■ Work to do
Please copy the items from the line with "Point to the license" up to and including the line with "[(103, 143), (229, 410)]", switching "one dot per instance" to "one mark per instance" and leaving everything else unchanged.

----- Supplied records

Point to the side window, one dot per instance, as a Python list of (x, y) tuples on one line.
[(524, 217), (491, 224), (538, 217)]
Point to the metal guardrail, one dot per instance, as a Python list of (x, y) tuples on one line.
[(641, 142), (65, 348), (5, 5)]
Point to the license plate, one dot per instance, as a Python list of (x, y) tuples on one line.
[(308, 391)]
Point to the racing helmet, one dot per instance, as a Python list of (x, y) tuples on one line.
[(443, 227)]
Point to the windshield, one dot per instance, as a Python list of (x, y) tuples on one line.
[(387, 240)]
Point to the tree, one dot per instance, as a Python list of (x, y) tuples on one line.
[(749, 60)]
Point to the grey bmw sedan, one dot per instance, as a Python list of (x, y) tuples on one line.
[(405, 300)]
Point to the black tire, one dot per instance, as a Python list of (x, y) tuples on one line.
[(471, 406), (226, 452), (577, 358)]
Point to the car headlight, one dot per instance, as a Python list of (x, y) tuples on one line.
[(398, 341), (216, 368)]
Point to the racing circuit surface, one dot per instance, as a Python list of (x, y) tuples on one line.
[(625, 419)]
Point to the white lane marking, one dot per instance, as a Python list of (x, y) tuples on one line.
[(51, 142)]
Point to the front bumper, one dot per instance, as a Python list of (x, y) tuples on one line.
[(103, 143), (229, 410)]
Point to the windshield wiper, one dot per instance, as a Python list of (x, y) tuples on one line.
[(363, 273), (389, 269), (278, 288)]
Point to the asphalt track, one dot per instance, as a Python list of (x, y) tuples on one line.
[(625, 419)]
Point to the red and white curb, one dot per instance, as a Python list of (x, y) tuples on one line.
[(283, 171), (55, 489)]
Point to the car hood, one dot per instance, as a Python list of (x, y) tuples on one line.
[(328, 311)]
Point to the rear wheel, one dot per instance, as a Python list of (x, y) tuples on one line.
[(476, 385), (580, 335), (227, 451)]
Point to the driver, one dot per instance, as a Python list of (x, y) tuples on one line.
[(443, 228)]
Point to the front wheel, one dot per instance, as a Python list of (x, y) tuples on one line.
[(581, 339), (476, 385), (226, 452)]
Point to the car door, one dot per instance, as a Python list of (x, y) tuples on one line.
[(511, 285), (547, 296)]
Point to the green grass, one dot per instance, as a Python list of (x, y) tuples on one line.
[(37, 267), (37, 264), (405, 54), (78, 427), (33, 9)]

----------

■ Response to this task
Point to the license plate, one mark per instance, as a Python list of (x, y) tuples on one line.
[(308, 391)]
Point to the racing helmet, one mark per instance, as a Python list of (x, y) tuples on one line.
[(443, 227)]
Point to the windshield, one mark per instance, as a Python list of (x, y) tuples on one line.
[(387, 240)]
Point to the tree, one mark per instance, as a Python list of (x, y) tuples on one line.
[(749, 60)]
Point to the grey bmw sedan, one mark per instance, as a Python list of (x, y) tuples on one line.
[(405, 300)]
Point to the black tire, one mark per instance, as a Python list of (x, y) tuples on one line.
[(471, 406), (226, 452), (577, 358)]
Point to the car headlight, one mark per instance, as a Python list of (x, y) tuples on one line.
[(398, 341), (216, 368)]
Point to the racing circuit surface, one mark per instance, as a Python list of (x, y) tuples on one line.
[(625, 419)]
Point to the white lane marking, one mark per instance, as a Python list of (x, y) tuples on one line.
[(51, 142)]
Point to the front bumper, one mark per instance, as a Python list of (x, y) tuples on one line.
[(103, 143), (229, 410)]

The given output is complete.